Jean Chmielewski
Jean Chmielewski completed her Ph.D. in Bioorganic Chemistry with Ronald Breslow at Columbia University. She joined the labs of E. T. Kaiser of Rockefeller University and, subsequently, Peter Schultz of the University of California, Berkeley for NIH postdoctoral fellowships in Chemical Biology. After postdoctoral appointments, she was recruited to the faculty in the Chemistry Department of Purdue University in 1990 where she is now the AW Kramer Distinguished Professor of Chemistry and a faculty member in the Weldon School of Biomedical Engineering.
Chmielewski has won numerous awards for her research, including the Arthur C. Cope Scholar Award and the Edward Leete Award, both from the American Chemical Society, the Agnes Fay Morgan Research Award from Iota Sigma Pi, and the Vincent du Vigneaud Award from the American Peptide Society. She has also been honored many times for her teaching, including the Charles R. Murphy Award the highest teaching award of Purdue University, and for her efforts in diversity, including the Stanley C. Israel Award for Advancing Diversity from the American Chemical Society. She is a fellow of the American Association for the Advancement of Science and a member of the Teaching Academy of Purdue University.

_____

● BRIEF 1
Answer these questions from the Jean Chmielewski biography, one per line:
(a) Who supervised her Ph.D.?
(b) In what year was she recruited to the Purdue faculty?
(c) Which organization gave her the Vincent du Vigneaud Award?
● BRIEF 2
Please carry on the Jean Chmielewski biography after its final sentence.
The lines are separate material and are not part of the Jean Chmielewski biography.

● SUPPLIED RECORDS
_____

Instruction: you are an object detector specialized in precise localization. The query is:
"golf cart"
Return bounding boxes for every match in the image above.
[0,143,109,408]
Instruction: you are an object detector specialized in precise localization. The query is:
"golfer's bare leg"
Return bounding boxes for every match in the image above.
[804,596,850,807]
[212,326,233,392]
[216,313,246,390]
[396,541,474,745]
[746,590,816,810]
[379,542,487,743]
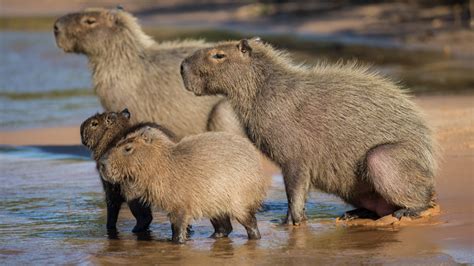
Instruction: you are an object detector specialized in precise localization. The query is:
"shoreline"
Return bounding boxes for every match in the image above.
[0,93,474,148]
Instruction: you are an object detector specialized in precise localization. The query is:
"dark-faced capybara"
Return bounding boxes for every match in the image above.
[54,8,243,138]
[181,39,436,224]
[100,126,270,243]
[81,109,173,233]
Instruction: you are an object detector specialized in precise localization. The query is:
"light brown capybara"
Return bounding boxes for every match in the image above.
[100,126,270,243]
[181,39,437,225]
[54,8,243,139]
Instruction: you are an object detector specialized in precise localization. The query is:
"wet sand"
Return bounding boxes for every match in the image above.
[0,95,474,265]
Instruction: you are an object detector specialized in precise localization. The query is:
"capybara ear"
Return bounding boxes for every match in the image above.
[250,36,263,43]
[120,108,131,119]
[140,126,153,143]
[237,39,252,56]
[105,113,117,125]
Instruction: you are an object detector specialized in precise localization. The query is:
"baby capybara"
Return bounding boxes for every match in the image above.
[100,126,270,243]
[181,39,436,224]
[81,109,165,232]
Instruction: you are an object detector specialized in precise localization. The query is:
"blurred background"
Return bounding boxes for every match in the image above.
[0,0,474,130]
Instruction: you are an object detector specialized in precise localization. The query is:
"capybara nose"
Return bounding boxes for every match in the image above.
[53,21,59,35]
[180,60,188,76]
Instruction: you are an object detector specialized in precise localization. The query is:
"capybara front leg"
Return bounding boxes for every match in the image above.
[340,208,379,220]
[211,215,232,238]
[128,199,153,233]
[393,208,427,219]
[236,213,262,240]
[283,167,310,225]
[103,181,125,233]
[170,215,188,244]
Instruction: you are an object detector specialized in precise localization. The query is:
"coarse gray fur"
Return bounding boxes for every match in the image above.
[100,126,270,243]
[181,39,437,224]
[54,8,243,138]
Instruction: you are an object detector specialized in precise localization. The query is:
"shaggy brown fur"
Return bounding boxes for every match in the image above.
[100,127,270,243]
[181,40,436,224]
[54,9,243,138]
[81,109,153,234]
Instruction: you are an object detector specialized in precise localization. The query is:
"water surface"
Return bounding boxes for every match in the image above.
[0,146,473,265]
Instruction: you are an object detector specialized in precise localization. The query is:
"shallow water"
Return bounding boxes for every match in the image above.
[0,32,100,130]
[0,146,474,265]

_____

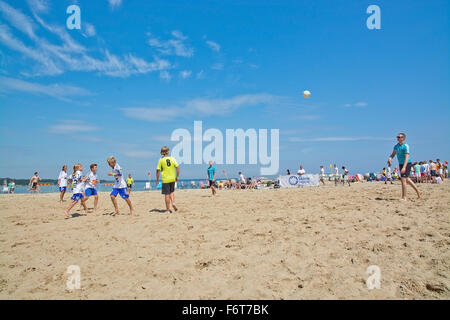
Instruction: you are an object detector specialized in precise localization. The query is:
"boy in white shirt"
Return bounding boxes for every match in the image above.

_____

● REPLY 1
(a) Ronald Breslow at Columbia University
(b) 1990
(c) The American Peptide Society

● REPLY 2
She was a pioneer in the development of peptide-based agents to disrupt protein-protein interactions, and her current research interests include the design of novel peptide biomaterials for regenerative medicine, the design of cationic polyproline antibiotics that target intracellular pathogenic bacteria, and the development of agents that modulate drug efflux transporters.